**Verilen Metin:**
Oysa, Osmanlı’nın en başta “vergi toplama” yetkisi olmak üzere, çeşitli yetkiler vererek süper bir güç haline getirdiği kurum, Kıbrıs Rum Ortodoks Kilisesi’dir…

-*-*-

Bu kilise, bu kurum, Kıbrıs’ta milliyetçiliğin ilk filizlenme yaşadığı ve akabinde de ülkeyi ciddi anlamda kana bulayan kurumdur… Ama “hamisi”, ne acıdır ki Osmanlı İdaresi değil midir?

**Veri Satırları:**

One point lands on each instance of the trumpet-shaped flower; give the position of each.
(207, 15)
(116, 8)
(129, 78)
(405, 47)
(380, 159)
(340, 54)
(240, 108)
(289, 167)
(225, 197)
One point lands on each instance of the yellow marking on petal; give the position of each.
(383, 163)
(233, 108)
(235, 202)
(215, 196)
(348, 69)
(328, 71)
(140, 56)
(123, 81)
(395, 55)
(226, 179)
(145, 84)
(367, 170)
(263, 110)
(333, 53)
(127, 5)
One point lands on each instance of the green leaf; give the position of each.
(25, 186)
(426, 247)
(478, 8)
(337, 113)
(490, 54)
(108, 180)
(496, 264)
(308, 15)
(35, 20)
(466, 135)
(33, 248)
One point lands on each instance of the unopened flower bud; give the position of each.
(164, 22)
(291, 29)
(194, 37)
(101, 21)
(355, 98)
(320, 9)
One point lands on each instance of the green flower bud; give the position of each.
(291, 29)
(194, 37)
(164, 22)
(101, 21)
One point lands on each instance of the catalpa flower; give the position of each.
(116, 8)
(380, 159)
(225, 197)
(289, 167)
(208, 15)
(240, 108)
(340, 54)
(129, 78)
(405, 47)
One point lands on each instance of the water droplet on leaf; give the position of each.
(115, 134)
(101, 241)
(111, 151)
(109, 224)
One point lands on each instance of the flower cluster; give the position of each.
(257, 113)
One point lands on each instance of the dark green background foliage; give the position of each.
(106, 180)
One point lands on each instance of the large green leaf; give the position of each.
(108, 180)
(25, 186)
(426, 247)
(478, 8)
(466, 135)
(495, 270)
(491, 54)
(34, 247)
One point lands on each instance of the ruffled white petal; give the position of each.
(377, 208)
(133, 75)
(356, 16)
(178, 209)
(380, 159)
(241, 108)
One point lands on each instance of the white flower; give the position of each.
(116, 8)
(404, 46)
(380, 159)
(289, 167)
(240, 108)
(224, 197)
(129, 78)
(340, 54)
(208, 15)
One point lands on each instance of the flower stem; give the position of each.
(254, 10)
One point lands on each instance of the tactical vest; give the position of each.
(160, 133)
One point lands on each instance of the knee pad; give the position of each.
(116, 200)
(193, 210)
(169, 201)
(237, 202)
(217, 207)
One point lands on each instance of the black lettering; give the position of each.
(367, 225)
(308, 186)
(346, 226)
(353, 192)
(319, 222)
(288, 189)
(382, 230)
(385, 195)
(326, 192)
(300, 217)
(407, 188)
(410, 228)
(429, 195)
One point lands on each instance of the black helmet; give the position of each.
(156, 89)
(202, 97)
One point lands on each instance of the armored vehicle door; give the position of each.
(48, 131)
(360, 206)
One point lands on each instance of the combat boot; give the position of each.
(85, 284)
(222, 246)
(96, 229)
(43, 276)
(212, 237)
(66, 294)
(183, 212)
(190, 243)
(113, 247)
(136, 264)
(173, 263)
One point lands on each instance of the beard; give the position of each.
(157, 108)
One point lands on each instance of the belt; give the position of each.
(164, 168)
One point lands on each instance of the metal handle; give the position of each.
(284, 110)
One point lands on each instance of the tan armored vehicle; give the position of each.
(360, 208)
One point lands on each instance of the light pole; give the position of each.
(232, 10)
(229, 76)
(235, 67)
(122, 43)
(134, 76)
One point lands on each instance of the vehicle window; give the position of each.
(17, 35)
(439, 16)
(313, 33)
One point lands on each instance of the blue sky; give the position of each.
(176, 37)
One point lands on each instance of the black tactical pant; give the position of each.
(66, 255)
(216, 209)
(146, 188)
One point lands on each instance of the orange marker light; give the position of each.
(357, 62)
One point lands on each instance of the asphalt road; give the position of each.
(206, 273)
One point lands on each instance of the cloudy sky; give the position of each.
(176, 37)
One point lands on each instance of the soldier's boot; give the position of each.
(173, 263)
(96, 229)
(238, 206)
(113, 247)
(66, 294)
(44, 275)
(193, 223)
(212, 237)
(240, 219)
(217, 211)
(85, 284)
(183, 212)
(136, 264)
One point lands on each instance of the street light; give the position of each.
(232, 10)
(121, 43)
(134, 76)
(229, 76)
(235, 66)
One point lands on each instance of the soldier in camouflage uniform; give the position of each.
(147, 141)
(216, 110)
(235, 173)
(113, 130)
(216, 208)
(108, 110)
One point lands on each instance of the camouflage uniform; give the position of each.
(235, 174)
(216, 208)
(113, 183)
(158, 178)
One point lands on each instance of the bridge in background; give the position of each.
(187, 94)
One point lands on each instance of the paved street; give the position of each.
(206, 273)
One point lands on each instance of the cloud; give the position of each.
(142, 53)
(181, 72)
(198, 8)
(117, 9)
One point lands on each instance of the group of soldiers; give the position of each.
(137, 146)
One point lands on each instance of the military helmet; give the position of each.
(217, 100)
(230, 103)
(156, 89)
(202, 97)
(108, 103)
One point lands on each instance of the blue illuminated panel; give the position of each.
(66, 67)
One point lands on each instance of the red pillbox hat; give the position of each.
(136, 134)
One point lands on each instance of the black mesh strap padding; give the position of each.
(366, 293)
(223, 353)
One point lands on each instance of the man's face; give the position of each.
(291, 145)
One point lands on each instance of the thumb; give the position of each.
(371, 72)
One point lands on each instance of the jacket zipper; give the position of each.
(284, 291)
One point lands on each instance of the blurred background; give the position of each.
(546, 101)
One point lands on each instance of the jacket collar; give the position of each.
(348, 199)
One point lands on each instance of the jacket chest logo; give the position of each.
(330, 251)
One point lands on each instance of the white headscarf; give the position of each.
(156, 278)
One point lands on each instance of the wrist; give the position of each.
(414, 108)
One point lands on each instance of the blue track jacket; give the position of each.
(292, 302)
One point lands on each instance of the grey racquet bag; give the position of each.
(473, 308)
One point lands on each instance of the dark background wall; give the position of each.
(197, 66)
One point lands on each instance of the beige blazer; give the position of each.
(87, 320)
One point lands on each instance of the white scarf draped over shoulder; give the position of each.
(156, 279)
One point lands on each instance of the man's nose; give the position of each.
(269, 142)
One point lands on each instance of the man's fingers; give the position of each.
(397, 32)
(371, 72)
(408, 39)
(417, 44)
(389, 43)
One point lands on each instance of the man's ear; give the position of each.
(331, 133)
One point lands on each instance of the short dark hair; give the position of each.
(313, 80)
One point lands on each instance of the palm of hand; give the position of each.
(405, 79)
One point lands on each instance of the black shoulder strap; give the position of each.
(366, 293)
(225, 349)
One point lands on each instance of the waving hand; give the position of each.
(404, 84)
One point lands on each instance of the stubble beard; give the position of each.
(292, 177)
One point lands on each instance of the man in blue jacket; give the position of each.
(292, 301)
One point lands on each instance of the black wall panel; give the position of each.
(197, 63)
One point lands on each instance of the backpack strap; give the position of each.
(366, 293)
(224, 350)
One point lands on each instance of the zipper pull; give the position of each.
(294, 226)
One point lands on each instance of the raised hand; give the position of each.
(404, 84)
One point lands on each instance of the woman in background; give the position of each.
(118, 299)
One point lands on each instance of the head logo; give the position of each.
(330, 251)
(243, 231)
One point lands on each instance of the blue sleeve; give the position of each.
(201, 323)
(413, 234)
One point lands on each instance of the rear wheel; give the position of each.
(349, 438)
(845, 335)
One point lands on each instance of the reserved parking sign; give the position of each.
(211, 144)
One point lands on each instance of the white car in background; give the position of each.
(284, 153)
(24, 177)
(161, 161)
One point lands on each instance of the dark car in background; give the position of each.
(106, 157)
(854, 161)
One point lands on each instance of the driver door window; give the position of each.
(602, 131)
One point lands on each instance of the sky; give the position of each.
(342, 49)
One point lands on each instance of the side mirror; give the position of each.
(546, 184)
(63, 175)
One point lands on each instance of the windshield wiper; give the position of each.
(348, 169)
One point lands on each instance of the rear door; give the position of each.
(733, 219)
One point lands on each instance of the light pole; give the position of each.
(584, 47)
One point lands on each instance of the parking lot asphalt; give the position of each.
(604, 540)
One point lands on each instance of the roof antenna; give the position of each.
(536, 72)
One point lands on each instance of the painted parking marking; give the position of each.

**Verilen Görev 1:** Verilen metne göre Osmanlı'nın Kıbrıs Rum Ortodoks Kilisesi'ne tanıdığı yetkilerin başında hangisi gelir?
**Verilen Görev 2:** Verilen metinde "Oysa, Osmanlı’nın en" sözlerinin geçtiği yerden başlayıp "İdaresi değil midir?" sözlerinden sonra durarak bu bölümü hiç değiştirmeden tekrarlayın.

**Nihai Sonuç 1:** Vergi toplama yetkisi.

**Nihai Sonuç 2:**
Oysa, Osmanlı’nın en başta “vergi toplama” yetkisi olmak üzere, çeşitli yetkiler vererek süper bir güç haline getirdiği kurum, Kıbrıs Rum Ortodoks Kilisesi’dir…

-*-*-

Bu kilise, bu kurum, Kıbrıs’ta milliyetçiliğin ilk filizlenme yaşadığı ve akabinde de ülkeyi ciddi anlamda kana bulayan kurumdur… Ama “hamisi”, ne acıdır ki Osmanlı İdaresi değil midir?